## [WHAT TO PRODUCE]
Copy the lines of the listing from the one containing "[spot] the grass" through the end of the listing, both ends included, keeping the requests as they are. Multiply every coordinate in the answers by 1.35 and round to whole numbers, with halves rounding up.

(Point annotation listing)
##########

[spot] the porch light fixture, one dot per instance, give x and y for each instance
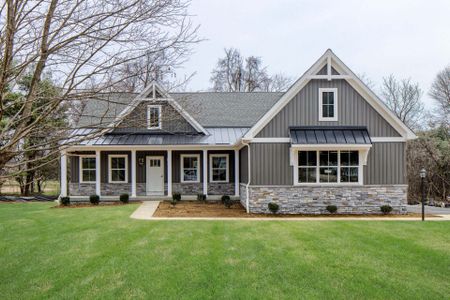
(423, 174)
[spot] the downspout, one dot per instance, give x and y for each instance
(247, 192)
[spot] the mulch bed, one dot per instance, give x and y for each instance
(212, 209)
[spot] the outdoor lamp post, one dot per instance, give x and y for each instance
(423, 173)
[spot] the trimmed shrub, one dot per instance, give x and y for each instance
(226, 200)
(175, 198)
(65, 201)
(94, 199)
(124, 198)
(386, 209)
(273, 207)
(332, 209)
(201, 197)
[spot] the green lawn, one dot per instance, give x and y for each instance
(102, 253)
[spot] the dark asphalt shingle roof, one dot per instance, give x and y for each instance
(210, 109)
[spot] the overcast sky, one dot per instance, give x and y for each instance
(378, 37)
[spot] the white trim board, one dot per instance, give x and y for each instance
(327, 58)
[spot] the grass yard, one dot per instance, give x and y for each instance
(102, 253)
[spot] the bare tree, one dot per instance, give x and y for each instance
(232, 75)
(403, 98)
(84, 44)
(440, 92)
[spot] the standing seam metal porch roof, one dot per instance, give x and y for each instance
(329, 135)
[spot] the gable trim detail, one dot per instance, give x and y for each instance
(330, 59)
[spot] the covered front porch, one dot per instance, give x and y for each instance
(149, 172)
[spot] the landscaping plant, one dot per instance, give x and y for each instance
(226, 200)
(124, 198)
(94, 199)
(386, 209)
(201, 197)
(65, 201)
(332, 209)
(273, 207)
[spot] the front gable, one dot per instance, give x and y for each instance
(356, 104)
(171, 117)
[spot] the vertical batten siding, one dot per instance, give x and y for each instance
(243, 165)
(303, 110)
(270, 164)
(386, 164)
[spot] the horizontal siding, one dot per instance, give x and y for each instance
(386, 164)
(303, 110)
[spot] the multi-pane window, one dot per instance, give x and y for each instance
(190, 168)
(87, 169)
(349, 166)
(118, 168)
(328, 104)
(154, 117)
(328, 166)
(322, 167)
(307, 166)
(219, 168)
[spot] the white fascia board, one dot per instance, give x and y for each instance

##########

## [PROBLEM SOLUTION]
[spot] the grass yard, one dot per instance, give x and y for each instance
(138, 342)
[spot] the bare tree, one dot per instance, give x and y for each instance
(313, 101)
(544, 132)
(113, 59)
(594, 124)
[spot] the standing seam metal porch roof, one dot per instance, give x and y for each instance
(444, 182)
[spot] the gable trim detail, one dot per instance, give x and y for each instance
(446, 80)
[spot] the covered front porch, one dot per instance, give x and y for each instance
(201, 232)
[spot] the landscaping plant, one dot per instance, give x and y for each instance
(305, 270)
(167, 267)
(127, 269)
(521, 282)
(271, 266)
(88, 271)
(448, 282)
(369, 279)
[spot] the front gable, one dot per instance, give x and y for each instance
(481, 140)
(231, 158)
[spot] the vertical batten siding, one dot per instance, give x and y for each instance
(328, 223)
(409, 149)
(365, 221)
(521, 221)
[spot] the horizontal siding, one dot per instance, give x and y for each instance
(521, 221)
(409, 149)
[spot] the multi-pane window, one dot per instance, give x and y for each instance
(257, 227)
(117, 228)
(471, 224)
(159, 227)
(443, 140)
(208, 158)
(443, 224)
(435, 225)
(414, 224)
(296, 227)
[spot] the white fascia board, one dot per instance, give x and y for each instance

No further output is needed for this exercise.